**EXERCISE MATERIAL**
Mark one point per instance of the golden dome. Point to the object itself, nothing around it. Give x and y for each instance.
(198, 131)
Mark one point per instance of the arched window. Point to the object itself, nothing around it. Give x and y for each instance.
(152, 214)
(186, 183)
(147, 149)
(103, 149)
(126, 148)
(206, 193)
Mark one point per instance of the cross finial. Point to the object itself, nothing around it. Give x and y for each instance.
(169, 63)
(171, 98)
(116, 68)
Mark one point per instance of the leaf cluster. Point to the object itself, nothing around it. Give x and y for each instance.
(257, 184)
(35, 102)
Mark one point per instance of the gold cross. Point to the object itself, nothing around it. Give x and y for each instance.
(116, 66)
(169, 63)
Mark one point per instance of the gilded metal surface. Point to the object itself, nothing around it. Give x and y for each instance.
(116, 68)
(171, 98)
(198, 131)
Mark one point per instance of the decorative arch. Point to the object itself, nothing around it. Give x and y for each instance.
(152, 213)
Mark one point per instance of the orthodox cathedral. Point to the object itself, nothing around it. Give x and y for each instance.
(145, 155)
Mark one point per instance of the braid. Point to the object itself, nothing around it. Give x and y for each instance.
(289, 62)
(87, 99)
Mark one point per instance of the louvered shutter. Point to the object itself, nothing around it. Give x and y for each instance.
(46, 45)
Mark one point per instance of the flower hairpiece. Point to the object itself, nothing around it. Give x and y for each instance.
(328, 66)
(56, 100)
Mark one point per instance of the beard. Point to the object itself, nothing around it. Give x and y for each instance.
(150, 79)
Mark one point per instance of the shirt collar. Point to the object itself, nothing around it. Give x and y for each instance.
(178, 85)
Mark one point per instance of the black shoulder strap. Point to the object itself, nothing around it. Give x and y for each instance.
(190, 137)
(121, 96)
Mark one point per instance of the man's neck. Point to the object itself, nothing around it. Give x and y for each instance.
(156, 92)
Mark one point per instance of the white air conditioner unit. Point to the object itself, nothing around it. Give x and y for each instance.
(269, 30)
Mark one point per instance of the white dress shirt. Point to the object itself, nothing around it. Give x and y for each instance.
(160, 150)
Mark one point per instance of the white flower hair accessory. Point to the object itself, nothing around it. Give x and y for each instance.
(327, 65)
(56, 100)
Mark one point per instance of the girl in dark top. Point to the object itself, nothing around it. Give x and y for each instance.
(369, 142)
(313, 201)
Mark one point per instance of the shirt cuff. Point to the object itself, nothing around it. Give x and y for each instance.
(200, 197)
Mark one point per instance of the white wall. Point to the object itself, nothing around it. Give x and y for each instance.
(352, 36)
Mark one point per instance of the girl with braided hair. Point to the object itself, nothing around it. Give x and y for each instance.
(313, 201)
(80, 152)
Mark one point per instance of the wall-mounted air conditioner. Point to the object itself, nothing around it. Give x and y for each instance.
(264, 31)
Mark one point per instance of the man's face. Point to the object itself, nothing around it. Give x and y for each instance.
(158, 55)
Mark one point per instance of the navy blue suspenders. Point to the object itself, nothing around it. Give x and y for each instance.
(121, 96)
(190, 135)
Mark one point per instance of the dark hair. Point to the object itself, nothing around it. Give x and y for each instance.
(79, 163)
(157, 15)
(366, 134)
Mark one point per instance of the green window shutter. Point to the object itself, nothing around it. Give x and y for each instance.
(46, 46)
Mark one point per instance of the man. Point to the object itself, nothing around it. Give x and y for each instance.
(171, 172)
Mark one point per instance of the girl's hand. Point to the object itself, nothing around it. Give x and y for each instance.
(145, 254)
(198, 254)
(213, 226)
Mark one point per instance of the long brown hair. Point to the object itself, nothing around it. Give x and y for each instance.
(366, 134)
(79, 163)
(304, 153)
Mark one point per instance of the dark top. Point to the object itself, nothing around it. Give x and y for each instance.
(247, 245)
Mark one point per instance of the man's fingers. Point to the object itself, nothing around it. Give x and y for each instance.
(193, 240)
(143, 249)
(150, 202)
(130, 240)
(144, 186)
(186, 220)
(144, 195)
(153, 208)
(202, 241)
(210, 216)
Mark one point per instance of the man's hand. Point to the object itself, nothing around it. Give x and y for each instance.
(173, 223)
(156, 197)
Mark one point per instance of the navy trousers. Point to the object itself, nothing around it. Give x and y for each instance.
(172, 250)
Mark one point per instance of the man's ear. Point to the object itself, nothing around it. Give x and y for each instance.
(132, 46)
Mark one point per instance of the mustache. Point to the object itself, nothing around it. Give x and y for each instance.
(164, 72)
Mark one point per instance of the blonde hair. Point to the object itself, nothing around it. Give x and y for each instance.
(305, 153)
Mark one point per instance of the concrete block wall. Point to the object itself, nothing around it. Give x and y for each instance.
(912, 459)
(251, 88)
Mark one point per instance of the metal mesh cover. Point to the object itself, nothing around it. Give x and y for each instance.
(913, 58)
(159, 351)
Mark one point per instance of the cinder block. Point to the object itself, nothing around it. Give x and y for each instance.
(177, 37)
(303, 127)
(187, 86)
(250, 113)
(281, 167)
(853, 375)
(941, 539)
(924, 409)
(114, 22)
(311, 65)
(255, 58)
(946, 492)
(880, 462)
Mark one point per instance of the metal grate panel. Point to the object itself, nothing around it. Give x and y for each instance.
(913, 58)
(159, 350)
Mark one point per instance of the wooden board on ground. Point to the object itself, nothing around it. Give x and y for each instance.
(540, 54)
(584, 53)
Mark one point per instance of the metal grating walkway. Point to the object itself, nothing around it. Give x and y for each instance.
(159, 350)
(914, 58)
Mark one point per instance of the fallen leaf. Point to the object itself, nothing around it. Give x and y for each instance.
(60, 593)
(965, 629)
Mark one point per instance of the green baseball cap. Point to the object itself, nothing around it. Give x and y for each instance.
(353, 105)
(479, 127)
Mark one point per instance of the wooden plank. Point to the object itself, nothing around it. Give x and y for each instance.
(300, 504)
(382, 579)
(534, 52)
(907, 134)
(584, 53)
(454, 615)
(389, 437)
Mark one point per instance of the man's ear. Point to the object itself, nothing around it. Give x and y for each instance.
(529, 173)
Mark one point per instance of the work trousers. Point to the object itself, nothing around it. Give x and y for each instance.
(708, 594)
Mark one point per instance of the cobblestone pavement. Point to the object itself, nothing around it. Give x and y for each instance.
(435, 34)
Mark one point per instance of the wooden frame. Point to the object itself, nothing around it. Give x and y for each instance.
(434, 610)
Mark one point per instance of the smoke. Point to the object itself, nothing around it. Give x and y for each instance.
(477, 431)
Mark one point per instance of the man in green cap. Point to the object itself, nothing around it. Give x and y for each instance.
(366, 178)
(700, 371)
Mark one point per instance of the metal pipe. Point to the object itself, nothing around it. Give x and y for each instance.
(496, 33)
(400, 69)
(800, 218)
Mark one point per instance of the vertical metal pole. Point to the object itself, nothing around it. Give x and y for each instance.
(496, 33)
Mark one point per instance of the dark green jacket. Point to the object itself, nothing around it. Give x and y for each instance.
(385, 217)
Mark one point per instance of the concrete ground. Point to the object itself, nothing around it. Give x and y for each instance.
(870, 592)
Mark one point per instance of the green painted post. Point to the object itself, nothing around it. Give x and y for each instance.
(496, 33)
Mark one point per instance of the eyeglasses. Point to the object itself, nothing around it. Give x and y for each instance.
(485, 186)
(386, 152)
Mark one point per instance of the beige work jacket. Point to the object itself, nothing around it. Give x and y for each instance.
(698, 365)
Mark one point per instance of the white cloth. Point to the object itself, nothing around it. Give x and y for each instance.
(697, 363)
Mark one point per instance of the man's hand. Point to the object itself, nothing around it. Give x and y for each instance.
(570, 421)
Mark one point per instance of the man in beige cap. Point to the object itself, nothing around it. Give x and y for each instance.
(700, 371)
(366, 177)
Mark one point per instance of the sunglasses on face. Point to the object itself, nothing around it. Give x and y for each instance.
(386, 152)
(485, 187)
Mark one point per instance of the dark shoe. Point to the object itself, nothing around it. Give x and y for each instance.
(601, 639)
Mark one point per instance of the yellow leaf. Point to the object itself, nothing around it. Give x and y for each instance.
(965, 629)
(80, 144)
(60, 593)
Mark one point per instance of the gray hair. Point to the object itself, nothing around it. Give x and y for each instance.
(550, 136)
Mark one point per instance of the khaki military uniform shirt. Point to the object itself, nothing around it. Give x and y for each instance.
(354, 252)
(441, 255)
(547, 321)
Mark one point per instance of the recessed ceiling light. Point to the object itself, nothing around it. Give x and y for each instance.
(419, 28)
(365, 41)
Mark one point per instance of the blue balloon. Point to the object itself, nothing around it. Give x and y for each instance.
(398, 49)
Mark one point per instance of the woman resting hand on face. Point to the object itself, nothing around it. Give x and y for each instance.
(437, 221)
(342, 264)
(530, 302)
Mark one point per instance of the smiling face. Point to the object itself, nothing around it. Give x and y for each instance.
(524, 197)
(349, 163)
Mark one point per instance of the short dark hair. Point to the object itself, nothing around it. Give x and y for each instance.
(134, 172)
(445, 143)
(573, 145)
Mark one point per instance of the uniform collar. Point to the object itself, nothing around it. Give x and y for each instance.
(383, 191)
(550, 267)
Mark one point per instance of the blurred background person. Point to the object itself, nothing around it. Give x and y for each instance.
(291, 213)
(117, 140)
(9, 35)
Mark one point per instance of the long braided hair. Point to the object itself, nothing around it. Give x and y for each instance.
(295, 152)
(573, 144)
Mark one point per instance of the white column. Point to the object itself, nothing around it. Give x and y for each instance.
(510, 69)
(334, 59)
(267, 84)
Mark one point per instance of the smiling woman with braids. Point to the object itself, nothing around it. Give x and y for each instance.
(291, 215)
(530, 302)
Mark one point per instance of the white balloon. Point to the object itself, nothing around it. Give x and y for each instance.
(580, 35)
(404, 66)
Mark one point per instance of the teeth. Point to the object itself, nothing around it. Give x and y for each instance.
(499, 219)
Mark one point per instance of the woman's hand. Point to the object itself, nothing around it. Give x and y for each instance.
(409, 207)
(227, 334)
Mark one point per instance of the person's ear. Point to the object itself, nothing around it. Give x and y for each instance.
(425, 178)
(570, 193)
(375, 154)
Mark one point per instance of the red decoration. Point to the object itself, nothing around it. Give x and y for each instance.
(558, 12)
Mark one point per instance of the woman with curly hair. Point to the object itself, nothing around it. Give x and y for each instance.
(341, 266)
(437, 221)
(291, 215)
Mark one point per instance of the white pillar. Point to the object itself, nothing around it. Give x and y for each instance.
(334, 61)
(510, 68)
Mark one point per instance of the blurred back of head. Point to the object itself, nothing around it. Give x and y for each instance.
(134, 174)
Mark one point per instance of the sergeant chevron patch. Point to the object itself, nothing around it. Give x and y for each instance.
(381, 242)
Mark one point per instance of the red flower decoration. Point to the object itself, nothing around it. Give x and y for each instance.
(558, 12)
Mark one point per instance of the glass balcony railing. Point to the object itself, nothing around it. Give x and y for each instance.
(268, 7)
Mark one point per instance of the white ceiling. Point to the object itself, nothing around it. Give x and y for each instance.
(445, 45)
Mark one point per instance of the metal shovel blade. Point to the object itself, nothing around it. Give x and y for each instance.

**OBJECTIVE**
Give back exactly the lines running from the line containing "Mark one point per instance of the teeth." through the end of the material above, both included, and nothing beyond them.

**COMPLETE ANSWER**
Mark one point per instance of the teeth. Point to the object itself, nothing around it. Give x and y for each instance.
(499, 219)
Mark one point per instance of the woman's hand. Point to the object itself, nothing around it. Give x and y for each instance.
(409, 207)
(227, 334)
Mark one point per instance of the person's ear. Point to the object itself, nothing around it. Give x and y for each instance.
(425, 178)
(570, 193)
(375, 154)
Mark one point per instance of the red decoration. Point to the object itself, nothing around it. Give x and y for each instance.
(558, 12)
Mark one point per instance of the woman with curly hair. Point to the object itself, nothing around it. Give x and y for each instance.
(341, 266)
(437, 221)
(291, 215)
Mark one point per instance of the white pillar. Point to the object itself, nothing around it. Give x and y for each instance.
(334, 61)
(510, 68)
Mark one point per instance of the blurred back of head. Point to the object itself, nothing around it. Give x and y for each instance.
(134, 174)
Mark one point per instance of the sergeant chevron patch. Point to the object itself, nothing around it. Give x and y for each instance.
(381, 242)
Mark one point per instance of the red flower decoration. Point to the object itself, nothing around it. Give x and y for each instance.
(558, 12)
Mark one point per instance of the glass balcony railing. Point to the object itself, nothing around it. Give x and y for each instance.
(268, 7)
Mark one point per instance of the white ceiling. Point to the object itself, nothing around it. Give x and y for each instance.
(445, 45)
Mark one point per instance of the metal shovel blade. Point to the object itself, nothing around it. Give x and y for each instance.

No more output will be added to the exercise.